▸ WHAT TO WORK ON: Each line of the data must be reproduced as it appears.
────────────────
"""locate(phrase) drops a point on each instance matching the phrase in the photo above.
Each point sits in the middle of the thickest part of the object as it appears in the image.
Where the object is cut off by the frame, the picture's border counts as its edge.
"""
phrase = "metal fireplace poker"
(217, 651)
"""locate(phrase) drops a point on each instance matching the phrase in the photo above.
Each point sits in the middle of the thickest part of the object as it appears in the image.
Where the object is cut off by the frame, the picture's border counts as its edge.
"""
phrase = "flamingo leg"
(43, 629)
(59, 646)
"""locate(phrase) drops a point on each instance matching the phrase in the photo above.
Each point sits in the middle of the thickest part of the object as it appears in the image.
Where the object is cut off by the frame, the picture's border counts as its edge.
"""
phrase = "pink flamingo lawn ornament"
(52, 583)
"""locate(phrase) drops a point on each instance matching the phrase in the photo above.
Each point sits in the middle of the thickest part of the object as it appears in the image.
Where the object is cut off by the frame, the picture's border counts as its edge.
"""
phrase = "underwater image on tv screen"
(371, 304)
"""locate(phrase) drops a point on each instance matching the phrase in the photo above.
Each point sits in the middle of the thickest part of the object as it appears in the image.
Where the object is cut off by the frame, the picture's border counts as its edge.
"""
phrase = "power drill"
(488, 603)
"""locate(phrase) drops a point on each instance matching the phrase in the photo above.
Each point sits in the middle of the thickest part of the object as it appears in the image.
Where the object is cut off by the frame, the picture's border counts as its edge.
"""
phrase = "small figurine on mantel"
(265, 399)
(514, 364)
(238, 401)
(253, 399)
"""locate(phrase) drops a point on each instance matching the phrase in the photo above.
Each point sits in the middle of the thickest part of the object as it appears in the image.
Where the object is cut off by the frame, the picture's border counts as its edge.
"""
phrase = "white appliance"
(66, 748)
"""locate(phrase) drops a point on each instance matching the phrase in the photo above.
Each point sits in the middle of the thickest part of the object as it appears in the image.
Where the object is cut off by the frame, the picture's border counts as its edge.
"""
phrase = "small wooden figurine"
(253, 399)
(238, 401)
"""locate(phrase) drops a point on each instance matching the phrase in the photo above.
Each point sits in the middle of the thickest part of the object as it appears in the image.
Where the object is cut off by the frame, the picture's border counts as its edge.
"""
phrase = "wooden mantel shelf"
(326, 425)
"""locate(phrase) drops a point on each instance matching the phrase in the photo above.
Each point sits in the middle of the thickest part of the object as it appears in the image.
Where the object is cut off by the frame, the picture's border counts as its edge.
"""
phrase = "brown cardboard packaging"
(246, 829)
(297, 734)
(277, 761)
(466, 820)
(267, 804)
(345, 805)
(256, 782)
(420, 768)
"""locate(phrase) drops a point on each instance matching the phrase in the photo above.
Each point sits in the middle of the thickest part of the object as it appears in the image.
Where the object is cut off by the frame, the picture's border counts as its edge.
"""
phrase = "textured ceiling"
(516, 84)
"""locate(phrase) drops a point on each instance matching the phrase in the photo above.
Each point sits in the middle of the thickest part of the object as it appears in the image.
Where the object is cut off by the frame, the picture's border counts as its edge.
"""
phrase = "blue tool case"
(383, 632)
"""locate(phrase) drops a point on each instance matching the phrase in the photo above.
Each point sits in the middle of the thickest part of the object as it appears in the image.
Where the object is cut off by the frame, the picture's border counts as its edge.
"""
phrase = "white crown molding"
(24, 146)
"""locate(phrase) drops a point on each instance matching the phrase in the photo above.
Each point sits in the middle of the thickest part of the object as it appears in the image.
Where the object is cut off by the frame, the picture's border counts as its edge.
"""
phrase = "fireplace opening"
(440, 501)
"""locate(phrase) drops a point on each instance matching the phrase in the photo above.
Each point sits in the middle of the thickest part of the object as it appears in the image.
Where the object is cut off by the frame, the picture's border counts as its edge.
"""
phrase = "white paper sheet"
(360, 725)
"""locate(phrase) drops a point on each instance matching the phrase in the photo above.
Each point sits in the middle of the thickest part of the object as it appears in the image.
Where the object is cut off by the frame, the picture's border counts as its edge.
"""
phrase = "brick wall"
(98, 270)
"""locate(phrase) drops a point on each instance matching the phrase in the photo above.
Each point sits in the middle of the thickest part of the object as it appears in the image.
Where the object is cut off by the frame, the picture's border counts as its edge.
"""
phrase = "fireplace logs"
────────────────
▸ REPLY TO THE TASK:
"""locate(phrase) drops a point on each instance matching the phrase in the photo above.
Each point sits in the middle of the thickest part of the object as it appears in the image.
Where the object is cut off by the frame, the picture's border counts as its edge.
"""
phrase = "metal fireplace poker"
(217, 651)
"""locate(phrase) drops a point on each instance matching the phrase in the photo above.
Each point sits in the middle of the thickest part of the object as it appears in the image.
Where the object is cut off by the frame, the picture's border counts as its edge.
"""
phrase = "flamingo leg"
(43, 629)
(59, 646)
"""locate(phrase) drops a point on each instance matching the phrase in the photo above.
Each point sits in the middle of the thickest part of the object as it appears in the image.
Where the object is cut off by the frame, the picture's border counts as its edge.
"""
phrase = "pink flamingo lawn ornament"
(52, 583)
"""locate(phrase) drops a point on each instance matching the phrase in the photo above.
Each point sits in the middle of the thickest part of the object as it appears in the image.
Where the object is cut off by the frame, the picture's border counts as its edge.
"""
phrase = "underwater image on tv screen"
(371, 304)
"""locate(phrase) drops a point on each instance matching the phrase in the photo above.
Each point sits in the middle of the thickest part of the object as it appears in the image.
Where the object is cut off by the frame, the picture's border counts as its edge.
"""
phrase = "power drill"
(488, 603)
"""locate(phrase) drops a point on each instance matching the phrase in the photo above.
Each point sits in the middle of the thickest part of the object as it appears in the image.
Where the object is cut off by the frame, the picture's border counts as its edge.
"""
phrase = "small figurine on mantel"
(265, 399)
(514, 364)
(238, 401)
(253, 399)
"""locate(phrase) drops a point on each instance matching the phrase in the photo above.
Each point sits in the middle of the thickest part of the object as it appears in the image.
Where the object is cut off by the frame, the picture's border counts as its edge.
"""
phrase = "white appliance"
(66, 748)
"""locate(phrase) drops a point on each instance matching the phrase in the photo above.
Each point sits in the middle of the thickest part of the object as it appears in the image.
Where the object is cut off by the frame, the picture's border counts as its edge.
"""
phrase = "small wooden figurine"
(253, 399)
(238, 401)
"""locate(phrase) drops a point on each instance matching the phrase in the photo above.
Each point sits in the middle of the thickest part of the object as it appears in the image.
Where the object is cut off by the frame, the picture's border counts as its edge.
"""
phrase = "wooden mantel shelf"
(326, 425)
"""locate(phrase) drops a point on each instance matching the phrase in the photo above.
Each point sits in the middle of the thickest part of the object as it appears in the image.
Where the object is cut off by the frame, the picture's border counts as its edge.
"""
phrase = "brown cardboard packaging"
(246, 829)
(297, 734)
(277, 761)
(466, 820)
(267, 804)
(345, 805)
(256, 782)
(420, 768)
"""locate(phrase) drops a point on each instance matching the phrase in the photo above.
Each point sits in the middle of the thickest part of the object as it appears in the image.
Where the object is cut off by the frame, the picture's border counts as its edge.
"""
phrase = "textured ceiling"
(516, 84)
"""locate(phrase) drops a point on each instance matching the phrase in the photo above.
Each point sits in the middle of the thickest part of the object as it appears in the image.
Where the object is cut off by the frame, the picture's border counts as its edge.
"""
phrase = "blue tool case"
(383, 632)
"""locate(phrase) drops a point on each instance matching the phrase in the photo above.
Each point sits in the middle of the thickest part of the object as it appears in the image.
Where the object is cut off by the frame, the picture's border counts as its edge.
"""
phrase = "white crown molding"
(24, 146)
"""locate(phrase) drops a point on each instance matching the phrase in the photo above.
Each point sits in the middle of the thickest part of the object as it appears in the image.
Where the object is cut off by the frame, the picture's border counts as its edge.
"""
phrase = "fireplace opening"
(440, 501)
"""locate(phrase) drops a point on each instance matching the phrase in the photo above.
Each point sits in the middle of the thickest part of the object as it appears in the image.
Where the object is cut off by the frame, the picture's border counts as its edge.
"""
phrase = "white paper sheet"
(360, 725)
"""locate(phrase) drops a point on each instance matching the phrase in the photo above.
Each point sits in the middle of the thickest part of the object as it appears in the image.
Where the object is cut off by the frame, the picture's border counts as its edge.
"""
phrase = "brick wall"
(98, 270)
"""locate(phrase) drops a point on each instance matching the phrase in the photo above.
Each point sits in the middle of the thickest part of the object as it appears in the image.
Where the object is cut off by the frame, the picture's border counts as its edge.
"""
phrase = "fireplace logs"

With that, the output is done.